» **What you should do**: Repeat every record below exactly, leaving out the pictures.

» **Items**:
--------

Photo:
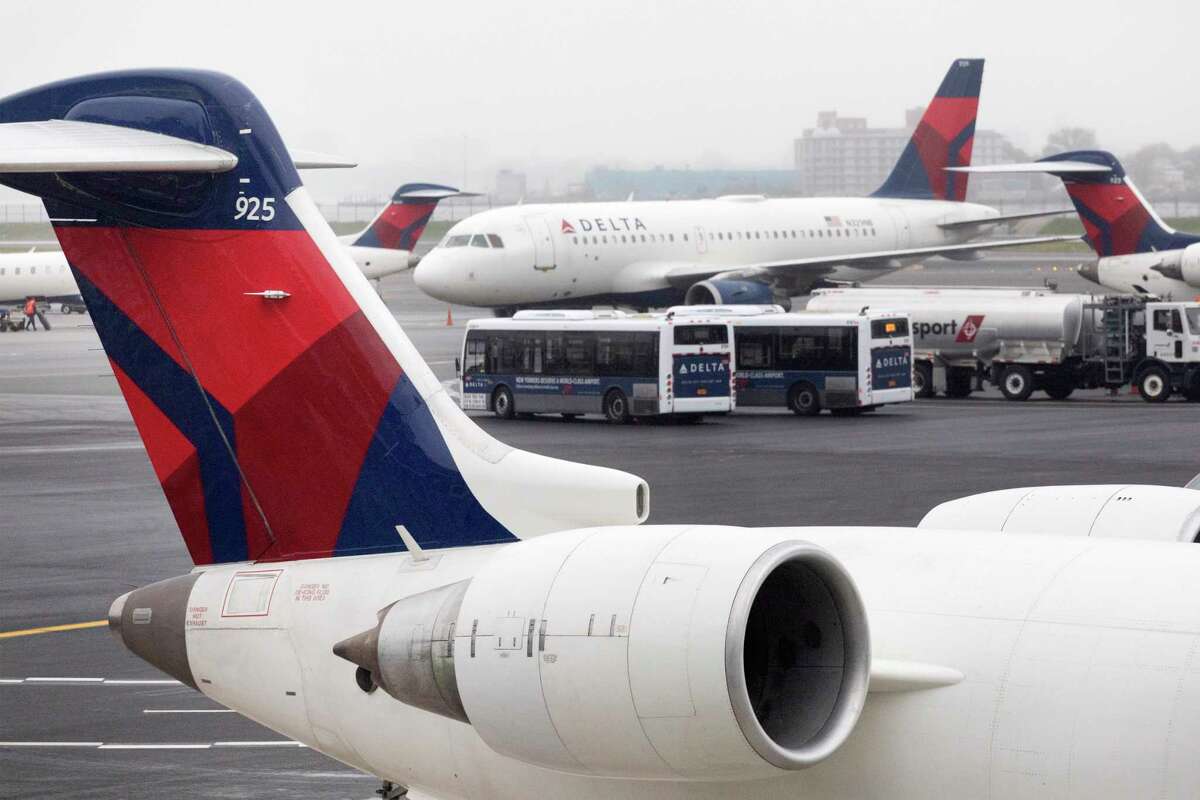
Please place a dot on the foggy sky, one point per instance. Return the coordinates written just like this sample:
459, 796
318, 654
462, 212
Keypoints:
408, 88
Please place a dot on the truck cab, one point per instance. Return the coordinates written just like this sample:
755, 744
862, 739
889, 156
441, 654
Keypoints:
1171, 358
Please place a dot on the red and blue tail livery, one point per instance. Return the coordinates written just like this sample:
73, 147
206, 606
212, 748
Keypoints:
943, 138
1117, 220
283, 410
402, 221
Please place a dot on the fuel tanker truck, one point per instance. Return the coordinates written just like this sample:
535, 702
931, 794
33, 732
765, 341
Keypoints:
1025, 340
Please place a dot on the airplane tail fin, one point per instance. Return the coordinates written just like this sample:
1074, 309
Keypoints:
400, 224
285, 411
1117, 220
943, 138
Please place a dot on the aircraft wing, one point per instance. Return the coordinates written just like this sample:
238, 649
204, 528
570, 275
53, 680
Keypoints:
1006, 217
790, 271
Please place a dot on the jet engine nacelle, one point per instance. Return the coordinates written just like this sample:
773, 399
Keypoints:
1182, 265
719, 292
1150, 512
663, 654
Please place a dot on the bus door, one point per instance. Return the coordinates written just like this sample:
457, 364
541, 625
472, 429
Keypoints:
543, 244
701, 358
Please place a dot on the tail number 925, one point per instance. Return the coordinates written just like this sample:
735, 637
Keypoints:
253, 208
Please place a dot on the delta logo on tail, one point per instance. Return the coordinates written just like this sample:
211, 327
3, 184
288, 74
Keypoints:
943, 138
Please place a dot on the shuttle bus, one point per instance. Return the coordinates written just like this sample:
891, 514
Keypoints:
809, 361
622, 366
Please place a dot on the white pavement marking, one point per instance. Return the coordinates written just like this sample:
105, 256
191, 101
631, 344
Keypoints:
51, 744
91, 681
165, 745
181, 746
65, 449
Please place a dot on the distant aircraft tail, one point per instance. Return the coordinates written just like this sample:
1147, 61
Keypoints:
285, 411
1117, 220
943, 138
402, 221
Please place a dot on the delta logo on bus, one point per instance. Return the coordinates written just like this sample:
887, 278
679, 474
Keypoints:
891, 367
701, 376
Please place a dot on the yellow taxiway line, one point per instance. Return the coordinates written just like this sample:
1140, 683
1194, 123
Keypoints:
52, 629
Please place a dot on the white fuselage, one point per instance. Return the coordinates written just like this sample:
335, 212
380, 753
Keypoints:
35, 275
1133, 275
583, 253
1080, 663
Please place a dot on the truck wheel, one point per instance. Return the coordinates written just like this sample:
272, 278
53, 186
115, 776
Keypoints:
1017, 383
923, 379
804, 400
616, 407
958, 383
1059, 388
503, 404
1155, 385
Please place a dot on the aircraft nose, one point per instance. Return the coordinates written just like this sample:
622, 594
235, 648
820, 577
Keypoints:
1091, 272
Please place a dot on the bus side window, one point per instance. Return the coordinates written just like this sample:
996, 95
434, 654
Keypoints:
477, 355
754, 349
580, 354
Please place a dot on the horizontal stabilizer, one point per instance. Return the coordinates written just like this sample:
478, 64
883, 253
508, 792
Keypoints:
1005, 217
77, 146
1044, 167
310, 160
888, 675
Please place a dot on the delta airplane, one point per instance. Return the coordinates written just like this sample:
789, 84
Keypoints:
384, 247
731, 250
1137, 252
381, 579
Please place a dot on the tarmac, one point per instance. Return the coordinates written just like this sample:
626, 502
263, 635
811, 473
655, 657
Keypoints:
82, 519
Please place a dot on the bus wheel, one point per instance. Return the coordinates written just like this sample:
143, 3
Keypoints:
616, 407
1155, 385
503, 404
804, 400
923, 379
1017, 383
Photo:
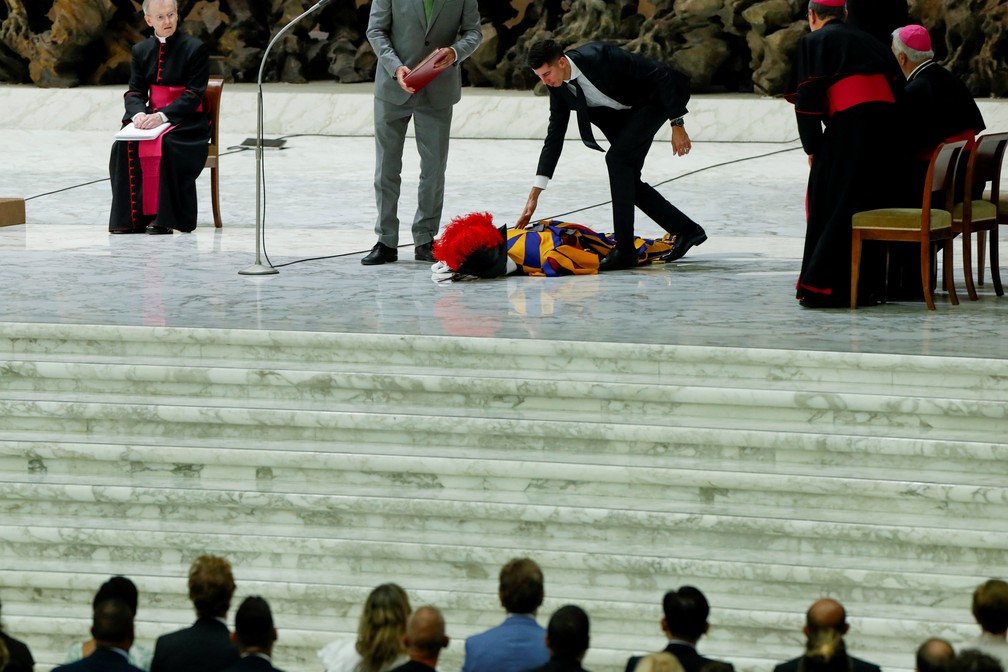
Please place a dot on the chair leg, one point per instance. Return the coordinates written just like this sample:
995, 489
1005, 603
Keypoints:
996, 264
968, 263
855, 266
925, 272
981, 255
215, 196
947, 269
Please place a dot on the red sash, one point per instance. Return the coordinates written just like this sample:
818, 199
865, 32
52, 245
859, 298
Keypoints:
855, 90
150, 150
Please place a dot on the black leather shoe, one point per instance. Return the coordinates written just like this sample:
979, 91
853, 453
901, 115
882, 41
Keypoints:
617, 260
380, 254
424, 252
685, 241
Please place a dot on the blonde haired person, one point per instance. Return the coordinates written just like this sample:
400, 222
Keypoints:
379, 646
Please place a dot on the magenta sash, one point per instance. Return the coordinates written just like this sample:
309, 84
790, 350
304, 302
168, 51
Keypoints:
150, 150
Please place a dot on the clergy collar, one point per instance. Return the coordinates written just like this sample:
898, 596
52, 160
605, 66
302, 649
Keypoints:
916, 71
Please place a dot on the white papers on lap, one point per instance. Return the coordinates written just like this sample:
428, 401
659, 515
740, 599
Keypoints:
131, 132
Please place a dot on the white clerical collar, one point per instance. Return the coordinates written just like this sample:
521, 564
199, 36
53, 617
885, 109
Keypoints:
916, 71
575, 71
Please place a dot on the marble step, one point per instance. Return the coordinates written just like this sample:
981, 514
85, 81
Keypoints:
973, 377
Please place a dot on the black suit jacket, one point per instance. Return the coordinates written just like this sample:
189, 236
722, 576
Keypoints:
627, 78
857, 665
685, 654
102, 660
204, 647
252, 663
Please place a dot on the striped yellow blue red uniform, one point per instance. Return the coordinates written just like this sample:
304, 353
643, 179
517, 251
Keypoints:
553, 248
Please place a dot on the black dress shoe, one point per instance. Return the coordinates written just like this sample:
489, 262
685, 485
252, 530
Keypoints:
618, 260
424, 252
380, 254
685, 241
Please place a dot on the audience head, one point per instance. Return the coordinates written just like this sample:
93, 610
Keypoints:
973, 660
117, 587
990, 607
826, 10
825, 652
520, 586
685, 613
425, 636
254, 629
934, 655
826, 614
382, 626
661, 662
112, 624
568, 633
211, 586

--------

» **Reply to the exercise**:
Photo:
Please place a dot on the foggy sky, one point per instance. Return the coordinates written just like this sample:
459, 796
318, 654
462, 212
Keypoints:
408, 88
Please place a dot on the truck cab, one point per instance. Return the coordinates written just like this sample:
755, 744
862, 739
889, 156
441, 654
Keypoints:
1171, 358
Please place a dot on the red and blue tail livery, one point per instance. Return the coordinates written just like this sample:
73, 147
206, 606
212, 748
Keypoints:
943, 138
1117, 220
283, 410
402, 221
Please place a dot on the fuel tanker truck, one point per instance. Return the coordinates written just like this sample:
535, 702
931, 794
33, 732
765, 341
Keypoints:
1025, 340
Please place a dot on the airplane tail fin, one point per instance. Return the coordinates written just like this sample:
1074, 309
Keypoints:
400, 224
285, 411
1117, 220
943, 138
Please place a dot on the aircraft wing, one point per instance. Return the coordinates written just like this sample:
238, 649
204, 528
570, 275
53, 680
Keypoints:
1006, 217
790, 271
Please place a dot on the jet engine nacelle, one point per instance. Return the coordinates written just like this sample:
773, 399
Keypoints:
1182, 265
719, 292
1150, 512
663, 654
Please place a dot on the bus door, one point per instance. Return the coordinates written just like this sample:
457, 364
541, 625
472, 429
Keypoints:
543, 244
701, 358
Please place a dot on the tail number 925, one point per instance. Return the coordinates written just like this sample:
735, 637
Keypoints:
253, 208
Please place a dot on the delta logo on tail, one point per instance. Return the coordinates written just like this sample:
211, 327
3, 184
288, 74
Keypoints:
943, 138
Please place a dot on the shuttle bus, one point per instance. Return the coordinates written just like this sample:
891, 514
Keypoints:
809, 361
622, 366
Please place a dot on the white pavement marking, one point per instance. Return the coordinates written just like this sample:
105, 256
191, 101
631, 344
Keypoints:
51, 744
91, 681
165, 745
181, 746
65, 449
Please place a dot on the distant aircraft tail, one point per instance. Return the coordinates written just like this sample:
1147, 61
Keypoints:
285, 411
1117, 220
943, 138
402, 221
Please place a dot on the delta logo on bus, one point per instance. Return the coordinates written just like this sample:
887, 278
679, 474
Keypoints:
891, 367
701, 376
Please place a dot on the yellow taxiway line, one point per instance. Return the coordinates written just like this sample:
1140, 683
1194, 123
Keypoints:
52, 629
Please place a dot on the white fuselage, one point per instance. Return the coordinates written just like this sample:
335, 212
380, 753
Keypoints:
35, 275
1133, 275
583, 253
1080, 663
Please place a dot on the truck wheel, one point per instance. Return the coordinates written just like this sample:
272, 278
53, 186
115, 776
Keypoints:
1017, 383
923, 379
804, 400
616, 407
958, 383
1059, 388
503, 404
1155, 385
Please place a dot on the aircraft nose, one point per instance. Return the coordinates written just like this sample:
622, 594
235, 648
820, 577
Keypoints:
1091, 272
Please place a dot on the bus side window, one point per instance. Return the coordinates written just like this sample:
996, 95
434, 654
Keypoints:
477, 355
754, 349
580, 354
Please place a dot on the horizontal stabilizer, one point per instance. Return the coordinates written just like this sample:
478, 64
883, 253
508, 792
Keypoints:
1005, 217
77, 146
1044, 167
310, 160
888, 675
Please place a dot on the delta airplane, one point per instance. Return the coordinates written just like this sample:
789, 84
Keypoints:
384, 247
731, 250
1137, 252
381, 579
Please place a dot on the tarmac, one point per instance. Return the coordinates written just like this sample:
626, 502
263, 635
811, 473
655, 657
Keypoints:
82, 519
Please place a dot on the bus wheel, one point per instance. Return the coordinates written just like this sample:
143, 3
Keypoints:
616, 407
1155, 385
503, 404
804, 400
923, 379
1017, 383
Photo:
Please place a dot on the chair leg, one point per instance. Return the coordinates written just like this sample:
995, 489
1005, 603
Keypoints:
996, 264
968, 263
855, 266
925, 272
981, 255
215, 196
947, 269
Please place a dot on the red sash, one point per instance. Return the coordinates written just like this sample:
818, 199
865, 32
52, 245
859, 298
Keypoints:
855, 90
150, 150
Please place a dot on the black leather shoe, one point per instance. Return the coordinates written just like this sample:
979, 91
853, 453
901, 115
882, 41
Keypoints:
617, 260
380, 254
424, 252
685, 241
Please place a dot on the blonde haired person, one point per instance. Return the coordinates written just like this sample:
400, 222
Keypoints:
379, 646
Please place a dot on the magenta sash, one point per instance. Return the coordinates written just like this sample:
309, 84
790, 350
304, 302
168, 51
Keypoints:
150, 150
Please place a dot on the clergy collar, one point per instance. Return the coordinates written just like this sample:
898, 596
52, 160
605, 66
302, 649
Keypoints:
916, 71
Please place a dot on the white papers on lap, one point per instance. Return the coordinates written just like this sample:
428, 401
659, 515
740, 599
Keypoints:
131, 132
Please place a dot on the white clerical collar, one point per instance. Return the coordinates written just like this sample:
521, 564
199, 36
53, 617
885, 109
Keypoints:
916, 71
575, 71
Please place a dot on the marble step, one point per instance. Return the coordinates written just like this sample:
981, 514
85, 81
Keypoints:
973, 377
Please place a dot on the black suit jacket, one point per instance. Return the coordinates written just like this sample:
189, 236
722, 576
Keypoints:
627, 78
857, 665
685, 654
102, 660
204, 647
252, 663
Please place a dot on the striped yellow blue red uniform, one point per instance. Return the coordinates written just like this sample:
304, 353
643, 179
517, 251
Keypoints:
553, 248
Please place a dot on the black dress shoe, one point per instance. Return the coordinates written just like this sample:
489, 262
685, 485
252, 530
Keypoints:
618, 260
424, 252
380, 254
685, 241
Please place a dot on the audience head, one point per instance. Return the coordinates written just like this sample:
93, 610
Keypoints:
973, 660
117, 587
990, 607
826, 10
825, 652
520, 586
685, 613
425, 636
254, 629
934, 655
826, 614
382, 626
661, 662
112, 624
568, 633
211, 586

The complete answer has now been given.